*SELECTED TEXT:*
The press means words and images, more specifically words and images able to be copied easily by means of a printing press.

Madison did not then speak of licentiousness in private or public speech, only in that media which was easily copied and distributed. Moreover he did not mean lewdness in that casting of phrase, given the context and era that he meant carelessness, reckless carelessness of the sort that creates or invites a public hazard or danger. "Without license." Bouvier's 1856 Law Dictionary defines licentiousness as follows:

LICENTIOUSNESS. The doing what one pleases without regard to the rights of others; it differs from liberty in this, that the latter is restrained by natural or positive law, and consists in doing whatever we please, not inconsistent, with the rights of others, whereas the former does not respect those rights. Wolff, Inst. §84.
That is, not lewdness, just rudeness.

In Madison's time lewd behavior was a criminal behavior covered under a number of common law principles and statutes in various jurisdictions.

You appear to be relying on the adaptations of history -- rewritten history, that is -- developed in the later part of the twentieth century by Marxist social deconstructionist in order to debase the culture by criminalizing moral sanity. A debased cultural, full of moral confusion, is the turbulence needed to fuel a Marxist Revolution.

And indeed, they were right. Here we are today in the midst of one.

*GIVEN INFORMATION:*
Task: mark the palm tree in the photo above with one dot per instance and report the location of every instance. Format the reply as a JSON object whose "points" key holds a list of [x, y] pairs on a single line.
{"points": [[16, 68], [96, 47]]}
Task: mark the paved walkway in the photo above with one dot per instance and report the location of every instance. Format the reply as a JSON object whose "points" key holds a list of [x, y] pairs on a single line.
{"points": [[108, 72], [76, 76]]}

*EXERCISE REQUIREMENTS:*
A. Using the passage on Madison and licentiousness, say whether each statement agrees with it. Answer yes or no for each and quote the words that decide it. (i) The law dictionary quoted in the passage dates from 1856. (ii) In the quoted definition, licentiousness is the one restrained by natural or positive law. (iii) The passage states that lewd behavior was criminal in Madison's time.
B. From the passage on Madison and licentiousness, copy the text between "In Madison's time" and "a Marxist Revolution.", inclusive.

*ANSWERS TO THE TASKS:*
A.
(i) Yes: "Bouvier's 1856 Law Dictionary defines licentiousness as follows"
(ii) No: "it differs from liberty in this, that the latter is restrained by natural or positive law"
(iii) Yes: "In Madison's time lewd behavior was a criminal behavior"

B.
In Madison's time lewd behavior was a criminal behavior covered under a number of common law principles and statutes in various jurisdictions.

You appear to be relying on the adaptations of history -- rewritten history, that is -- developed in the later part of the twentieth century by Marxist social deconstructionist in order to debase the culture by criminalizing moral sanity. A debased cultural, full of moral confusion, is the turbulence needed to fuel a Marxist Revolution.